§ DATA RECORDS:
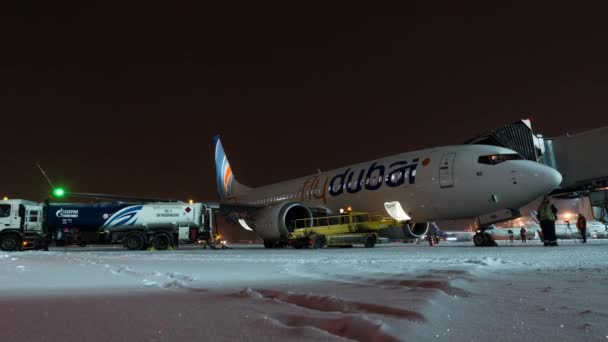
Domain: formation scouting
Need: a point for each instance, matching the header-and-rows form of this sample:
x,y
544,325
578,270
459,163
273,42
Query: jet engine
x,y
406,231
275,222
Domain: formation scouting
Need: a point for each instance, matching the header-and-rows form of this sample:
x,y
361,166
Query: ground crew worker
x,y
547,214
581,224
430,238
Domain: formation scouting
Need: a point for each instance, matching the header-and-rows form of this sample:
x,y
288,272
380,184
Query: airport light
x,y
58,192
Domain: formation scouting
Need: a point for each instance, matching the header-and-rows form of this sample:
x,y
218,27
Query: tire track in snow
x,y
353,322
167,280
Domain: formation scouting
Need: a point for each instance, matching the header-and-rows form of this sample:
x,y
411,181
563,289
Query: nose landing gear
x,y
483,239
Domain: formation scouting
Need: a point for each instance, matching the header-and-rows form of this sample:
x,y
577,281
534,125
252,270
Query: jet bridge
x,y
578,157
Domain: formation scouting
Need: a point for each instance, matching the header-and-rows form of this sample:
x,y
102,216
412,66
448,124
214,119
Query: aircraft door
x,y
446,170
5,216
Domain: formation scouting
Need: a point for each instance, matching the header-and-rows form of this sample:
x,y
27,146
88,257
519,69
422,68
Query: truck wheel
x,y
319,242
297,244
161,242
10,243
134,242
370,241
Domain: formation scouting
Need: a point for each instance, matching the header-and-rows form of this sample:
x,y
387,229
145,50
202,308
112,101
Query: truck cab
x,y
21,225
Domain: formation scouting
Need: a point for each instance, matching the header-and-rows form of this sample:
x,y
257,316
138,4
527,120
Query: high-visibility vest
x,y
545,212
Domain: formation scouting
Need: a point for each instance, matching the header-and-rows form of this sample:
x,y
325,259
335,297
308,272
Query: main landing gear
x,y
483,239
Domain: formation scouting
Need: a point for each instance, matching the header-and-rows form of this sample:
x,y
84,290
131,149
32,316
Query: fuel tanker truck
x,y
30,225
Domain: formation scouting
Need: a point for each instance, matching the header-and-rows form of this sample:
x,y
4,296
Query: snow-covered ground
x,y
393,292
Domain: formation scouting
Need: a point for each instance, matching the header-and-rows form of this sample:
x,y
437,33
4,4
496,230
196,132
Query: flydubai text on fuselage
x,y
452,182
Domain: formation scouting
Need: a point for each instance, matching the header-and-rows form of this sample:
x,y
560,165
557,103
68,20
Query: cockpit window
x,y
5,210
498,158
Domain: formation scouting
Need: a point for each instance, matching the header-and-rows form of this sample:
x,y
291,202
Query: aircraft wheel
x,y
370,241
134,242
10,243
319,242
161,242
478,240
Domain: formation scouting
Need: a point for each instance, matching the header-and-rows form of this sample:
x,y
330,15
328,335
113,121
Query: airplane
x,y
418,187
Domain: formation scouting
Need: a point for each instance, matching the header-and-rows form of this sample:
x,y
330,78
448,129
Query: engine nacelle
x,y
407,231
417,230
277,221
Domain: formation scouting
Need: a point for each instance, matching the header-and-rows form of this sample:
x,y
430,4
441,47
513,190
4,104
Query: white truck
x,y
30,225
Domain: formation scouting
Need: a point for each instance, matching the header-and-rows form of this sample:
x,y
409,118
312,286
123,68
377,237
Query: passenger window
x,y
5,210
498,158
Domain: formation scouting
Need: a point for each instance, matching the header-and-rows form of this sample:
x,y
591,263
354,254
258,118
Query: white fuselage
x,y
433,184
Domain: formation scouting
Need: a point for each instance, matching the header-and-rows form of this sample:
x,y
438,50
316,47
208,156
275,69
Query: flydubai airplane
x,y
442,183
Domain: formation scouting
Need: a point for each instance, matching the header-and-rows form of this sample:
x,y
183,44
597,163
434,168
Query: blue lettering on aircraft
x,y
353,181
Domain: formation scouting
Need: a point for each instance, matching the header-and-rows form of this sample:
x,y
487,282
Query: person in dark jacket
x,y
581,224
547,214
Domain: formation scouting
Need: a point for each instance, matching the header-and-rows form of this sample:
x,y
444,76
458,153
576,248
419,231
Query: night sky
x,y
126,100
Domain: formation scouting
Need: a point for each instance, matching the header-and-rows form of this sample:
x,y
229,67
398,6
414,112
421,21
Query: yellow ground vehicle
x,y
342,230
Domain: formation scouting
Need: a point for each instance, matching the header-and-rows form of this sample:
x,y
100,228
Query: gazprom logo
x,y
372,178
69,213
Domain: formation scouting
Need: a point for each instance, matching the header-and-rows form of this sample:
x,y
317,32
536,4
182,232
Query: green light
x,y
59,192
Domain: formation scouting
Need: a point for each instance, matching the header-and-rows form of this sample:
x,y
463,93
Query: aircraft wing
x,y
119,197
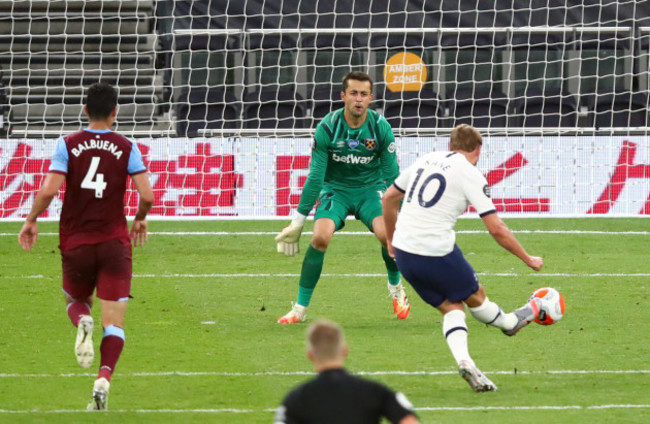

§ TASK BRIEF: When you repeat the listing, keep it exact and leave the pictures behind.

§ RESPONSE TO THE EXERCISE:
Domain: formation scouting
Need: a point for each instance, matching the header-and-rows form of this sample:
x,y
544,325
578,270
459,163
273,42
Query: jet engine
x,y
406,231
275,222
Domain: formation scouting
Need: a point for each instance, matching the header-and-rows form of this sample:
x,y
361,166
Query: ground crew worker
x,y
547,214
581,224
430,238
Domain: formation scouting
Need: a point for each instance, matching the header-and-rows form of this sample:
x,y
288,272
380,184
Query: airport light
x,y
58,192
Domain: formation scouting
Need: a point for each instance, matching the header-and-rows form of this sample:
x,y
218,27
Query: tire track in snow
x,y
353,322
167,280
Domain: formation scouting
Need: a point for each instance, matching the header-and-rows form of this sample:
x,y
411,181
563,289
Query: nose landing gear
x,y
483,239
Domain: formation scouting
Need: a point for each instance, matching the header-and-rows form of this sample:
x,y
577,281
534,125
252,270
Query: jet bridge
x,y
578,157
Domain: formation scouting
Need: a point for each instance, matching the header-and-rows form of this sample:
x,y
102,216
412,66
448,124
214,119
Query: aircraft door
x,y
446,170
5,216
Domain: formation scouting
Need: a point for each instance, matching the header-and-rows form of this sample:
x,y
27,146
88,257
519,69
422,68
Query: truck wheel
x,y
319,242
297,244
161,242
10,243
134,242
370,241
Domain: formation scouting
Need: a point for each instance, matching the header-and-rows form of this sample:
x,y
387,229
145,50
202,308
112,101
Query: truck cab
x,y
21,225
Domain: formation scouting
Need: a point for each instance, matching the header-and-rows form of this sample:
x,y
257,316
138,4
527,120
Query: high-visibility vest
x,y
545,212
Domain: formation scouting
Need: a point for each instance, matching the header-and-rows form of this sample:
x,y
325,259
335,297
308,272
Query: main landing gear
x,y
483,239
Domain: formation scouting
Need: a point for each instance, matching the header-and-rows form of this sample:
x,y
84,290
131,149
32,316
Query: fuel tanker truck
x,y
30,225
Domain: formation scouting
Need: a point for each instance, matching the header-and-rows form of this sample:
x,y
4,296
Query: snow-covered ground
x,y
393,292
Domain: formation scouting
Need: a point for each instance, matching the header-and-rows form of this sample:
x,y
437,33
4,4
496,230
196,132
Query: flydubai text on fuselage
x,y
452,182
Domain: formation scouting
Need: a point for each instance, matching the header-and-rows form of this sample:
x,y
560,165
557,103
68,20
Query: cockpit window
x,y
5,210
498,158
Domain: formation scouting
Need: a point for each instance, matching the header-and-rows form of this sample:
x,y
291,202
Query: aircraft wheel
x,y
370,241
134,242
10,243
319,242
161,242
478,240
Domain: formation scouting
Need: a point for each instance, matching the header-and-rows form of this sample:
x,y
330,15
328,335
113,121
Query: airplane
x,y
418,187
Domain: formation scouting
Need: a point for each instance, matching the header-and-rows form of this sample:
x,y
330,78
448,129
Query: engine nacelle
x,y
407,231
417,230
277,221
Domain: formation scouting
Need: a point for each instance, matching the header-and-rows form of this sample:
x,y
430,4
441,47
513,190
4,104
Query: white truck
x,y
30,225
Domain: formation scouting
Need: a point for each instance, matching the header-and-rows form of this sample:
x,y
409,118
312,286
123,68
377,237
Query: passenger window
x,y
5,210
498,158
Domain: formation scouting
Need: a point for each instance, matching the header-and-rows form of this sample:
x,y
591,263
354,254
258,118
Query: white fuselage
x,y
433,184
Domain: formation scouting
Need: a point for each instance, matching the header-and-rows form of this sample:
x,y
438,50
316,47
208,156
275,69
Query: flydubai airplane
x,y
442,183
Domain: formation scouting
Need: a point for each instance, matching the header-and-rows form of this sample:
x,y
183,44
597,163
434,168
Query: blue lettering on aircraft
x,y
353,181
Domain: formation scouting
Need: a point for each instance, matching the header-and-rows form of this sample:
x,y
487,282
Query: person in dark jacket
x,y
581,224
547,214
Domain: formation scouting
Need: a point for each instance, matching the header-and-rows form of this sample:
x,y
444,76
458,153
576,248
419,231
Query: night sky
x,y
126,100
Domain: formation scouting
Need: a point for each instance, matching the header-and-rows form of this sample:
x,y
229,67
398,6
414,112
421,21
Query: yellow ground vehicle
x,y
342,230
Domain: formation scouting
Need: a point for each instance, matching the header-and-rows form of this sample:
x,y
100,228
Query: gazprom logo
x,y
372,178
69,213
Domain: formation scouting
Need: a point for each instance, matching the header-and-rows form of this sample:
x,y
317,32
536,4
182,232
Query: green light
x,y
59,192
Domain: formation scouting
Need: a point for each instance, matching the header-and-rows form of this sample:
x,y
463,93
Query: aircraft wing
x,y
119,197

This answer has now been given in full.